Schriftliche Aufgabe: Gib bitte aus den folgenden Datensätzen den Abschnitt von der Zeile mit "Integration test — verify detection of the potted" bis zur Zeile mit "[0,14,37,54]" Zeichen für Zeichen wieder, beide Zeilen eingeschlossen.

Extrahierte Datensätze:
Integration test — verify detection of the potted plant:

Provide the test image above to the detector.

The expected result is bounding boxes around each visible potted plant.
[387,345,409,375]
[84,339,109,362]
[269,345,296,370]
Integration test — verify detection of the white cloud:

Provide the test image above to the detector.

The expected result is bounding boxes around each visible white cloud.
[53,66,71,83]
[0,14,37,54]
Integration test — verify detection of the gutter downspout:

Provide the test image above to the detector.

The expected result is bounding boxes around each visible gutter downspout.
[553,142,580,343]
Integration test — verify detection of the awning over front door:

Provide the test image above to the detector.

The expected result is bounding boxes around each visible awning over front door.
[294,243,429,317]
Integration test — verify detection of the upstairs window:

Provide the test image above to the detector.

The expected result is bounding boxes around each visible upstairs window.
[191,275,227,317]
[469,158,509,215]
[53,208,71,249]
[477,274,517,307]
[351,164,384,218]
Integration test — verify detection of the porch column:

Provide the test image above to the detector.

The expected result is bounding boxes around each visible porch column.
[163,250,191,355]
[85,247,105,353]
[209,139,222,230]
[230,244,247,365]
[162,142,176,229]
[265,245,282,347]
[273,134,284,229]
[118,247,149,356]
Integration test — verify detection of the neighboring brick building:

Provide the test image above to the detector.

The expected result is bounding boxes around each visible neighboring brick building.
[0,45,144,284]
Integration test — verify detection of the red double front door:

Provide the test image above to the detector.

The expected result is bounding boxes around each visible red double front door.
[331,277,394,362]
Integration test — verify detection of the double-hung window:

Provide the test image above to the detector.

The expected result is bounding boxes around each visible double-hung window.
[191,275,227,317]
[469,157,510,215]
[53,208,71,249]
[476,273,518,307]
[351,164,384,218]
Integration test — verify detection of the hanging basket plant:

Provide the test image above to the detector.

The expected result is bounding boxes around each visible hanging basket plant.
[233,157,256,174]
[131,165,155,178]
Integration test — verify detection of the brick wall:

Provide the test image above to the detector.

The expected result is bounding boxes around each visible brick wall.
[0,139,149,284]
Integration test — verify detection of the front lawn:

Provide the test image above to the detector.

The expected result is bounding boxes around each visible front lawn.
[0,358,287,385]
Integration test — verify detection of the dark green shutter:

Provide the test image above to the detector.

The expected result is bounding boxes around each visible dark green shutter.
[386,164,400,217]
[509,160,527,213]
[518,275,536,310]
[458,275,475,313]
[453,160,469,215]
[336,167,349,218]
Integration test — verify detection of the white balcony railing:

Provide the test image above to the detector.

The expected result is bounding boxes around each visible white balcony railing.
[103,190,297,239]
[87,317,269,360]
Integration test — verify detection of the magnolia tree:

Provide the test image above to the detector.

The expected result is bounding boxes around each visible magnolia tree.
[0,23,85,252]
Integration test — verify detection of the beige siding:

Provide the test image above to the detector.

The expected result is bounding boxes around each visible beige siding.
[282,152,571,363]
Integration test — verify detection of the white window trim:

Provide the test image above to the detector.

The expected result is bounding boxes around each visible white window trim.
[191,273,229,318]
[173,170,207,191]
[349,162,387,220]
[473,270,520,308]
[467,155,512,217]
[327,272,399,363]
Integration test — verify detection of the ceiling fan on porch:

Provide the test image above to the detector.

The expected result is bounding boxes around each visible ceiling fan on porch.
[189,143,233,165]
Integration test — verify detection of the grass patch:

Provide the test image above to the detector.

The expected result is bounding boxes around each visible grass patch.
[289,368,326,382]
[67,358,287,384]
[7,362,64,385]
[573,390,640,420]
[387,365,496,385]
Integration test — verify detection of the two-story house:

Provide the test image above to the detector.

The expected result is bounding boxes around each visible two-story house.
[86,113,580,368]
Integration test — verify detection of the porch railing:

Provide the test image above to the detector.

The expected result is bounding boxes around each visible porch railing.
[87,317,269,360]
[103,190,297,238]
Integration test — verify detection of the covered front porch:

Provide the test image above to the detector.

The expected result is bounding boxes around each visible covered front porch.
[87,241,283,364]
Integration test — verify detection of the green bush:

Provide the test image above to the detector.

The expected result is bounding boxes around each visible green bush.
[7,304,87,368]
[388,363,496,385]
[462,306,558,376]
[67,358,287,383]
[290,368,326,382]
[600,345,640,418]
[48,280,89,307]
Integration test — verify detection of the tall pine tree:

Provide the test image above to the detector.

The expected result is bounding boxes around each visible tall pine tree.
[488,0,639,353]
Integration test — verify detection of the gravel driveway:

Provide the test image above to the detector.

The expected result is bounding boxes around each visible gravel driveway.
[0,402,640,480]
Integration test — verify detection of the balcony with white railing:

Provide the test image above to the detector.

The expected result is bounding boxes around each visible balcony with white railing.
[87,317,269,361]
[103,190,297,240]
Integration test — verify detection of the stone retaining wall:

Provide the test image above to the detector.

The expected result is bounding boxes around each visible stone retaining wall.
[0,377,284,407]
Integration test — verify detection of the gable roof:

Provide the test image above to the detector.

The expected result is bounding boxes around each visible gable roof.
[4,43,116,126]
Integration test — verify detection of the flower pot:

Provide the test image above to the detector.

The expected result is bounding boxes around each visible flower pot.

---

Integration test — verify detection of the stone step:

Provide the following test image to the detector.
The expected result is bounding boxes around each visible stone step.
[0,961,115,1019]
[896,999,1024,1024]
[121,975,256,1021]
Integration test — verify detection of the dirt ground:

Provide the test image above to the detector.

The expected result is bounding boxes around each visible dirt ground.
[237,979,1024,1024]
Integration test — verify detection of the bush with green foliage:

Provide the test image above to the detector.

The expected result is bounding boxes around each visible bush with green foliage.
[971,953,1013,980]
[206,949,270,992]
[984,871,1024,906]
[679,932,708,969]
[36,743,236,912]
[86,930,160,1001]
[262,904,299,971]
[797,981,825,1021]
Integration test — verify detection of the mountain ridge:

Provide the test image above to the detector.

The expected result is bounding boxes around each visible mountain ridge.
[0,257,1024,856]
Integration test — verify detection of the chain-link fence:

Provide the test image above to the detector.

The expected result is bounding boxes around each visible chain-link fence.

* * *

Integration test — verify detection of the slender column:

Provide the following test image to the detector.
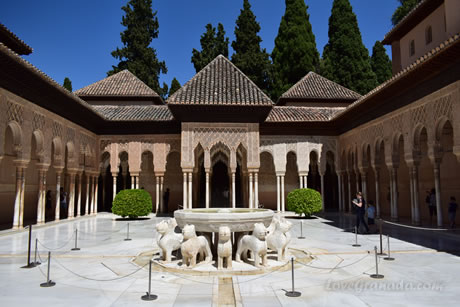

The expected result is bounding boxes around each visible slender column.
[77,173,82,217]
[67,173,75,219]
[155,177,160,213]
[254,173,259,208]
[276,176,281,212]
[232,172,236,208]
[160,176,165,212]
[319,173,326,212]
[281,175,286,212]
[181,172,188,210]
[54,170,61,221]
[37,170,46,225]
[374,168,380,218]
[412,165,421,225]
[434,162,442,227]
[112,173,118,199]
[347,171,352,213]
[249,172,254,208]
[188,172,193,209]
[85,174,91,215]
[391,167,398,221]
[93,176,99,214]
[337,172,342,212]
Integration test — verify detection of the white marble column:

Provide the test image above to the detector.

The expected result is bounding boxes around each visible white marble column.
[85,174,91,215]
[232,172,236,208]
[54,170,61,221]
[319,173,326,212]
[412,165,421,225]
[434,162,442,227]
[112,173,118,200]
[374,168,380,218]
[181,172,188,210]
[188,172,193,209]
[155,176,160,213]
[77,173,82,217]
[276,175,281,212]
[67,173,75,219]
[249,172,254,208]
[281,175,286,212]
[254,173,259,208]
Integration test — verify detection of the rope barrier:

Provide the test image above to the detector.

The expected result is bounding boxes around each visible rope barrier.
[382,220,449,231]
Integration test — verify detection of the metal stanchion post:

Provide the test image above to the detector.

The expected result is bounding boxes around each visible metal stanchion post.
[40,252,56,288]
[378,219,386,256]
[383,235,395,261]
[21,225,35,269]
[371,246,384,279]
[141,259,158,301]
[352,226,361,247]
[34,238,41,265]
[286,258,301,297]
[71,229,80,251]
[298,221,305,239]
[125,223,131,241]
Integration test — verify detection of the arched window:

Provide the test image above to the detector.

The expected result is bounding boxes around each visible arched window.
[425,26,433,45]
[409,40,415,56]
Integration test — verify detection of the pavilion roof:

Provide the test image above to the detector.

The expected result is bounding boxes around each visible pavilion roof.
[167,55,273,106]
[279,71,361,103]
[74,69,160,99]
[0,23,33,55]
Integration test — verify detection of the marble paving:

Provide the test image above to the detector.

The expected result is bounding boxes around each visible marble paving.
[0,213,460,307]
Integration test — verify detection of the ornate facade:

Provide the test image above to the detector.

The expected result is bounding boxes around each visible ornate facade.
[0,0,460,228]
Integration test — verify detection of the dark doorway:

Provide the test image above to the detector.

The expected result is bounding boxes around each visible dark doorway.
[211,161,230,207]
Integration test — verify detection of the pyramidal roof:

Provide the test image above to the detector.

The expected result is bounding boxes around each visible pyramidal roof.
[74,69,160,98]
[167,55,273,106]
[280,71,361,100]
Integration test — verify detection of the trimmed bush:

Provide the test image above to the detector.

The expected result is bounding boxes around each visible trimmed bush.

Schriftliche Lösung:
Integration test — verify detection of the potted plant:

Provide the test image above to the detector.

The expected result is bounding boxes around each visible potted plant.
[387,345,409,375]
[84,339,109,362]
[269,345,296,370]
Integration test — verify detection of the white cloud:

Provide the test image above to the detector.

The expected result is bounding boxes around each visible white cloud.
[53,66,71,83]
[0,14,37,54]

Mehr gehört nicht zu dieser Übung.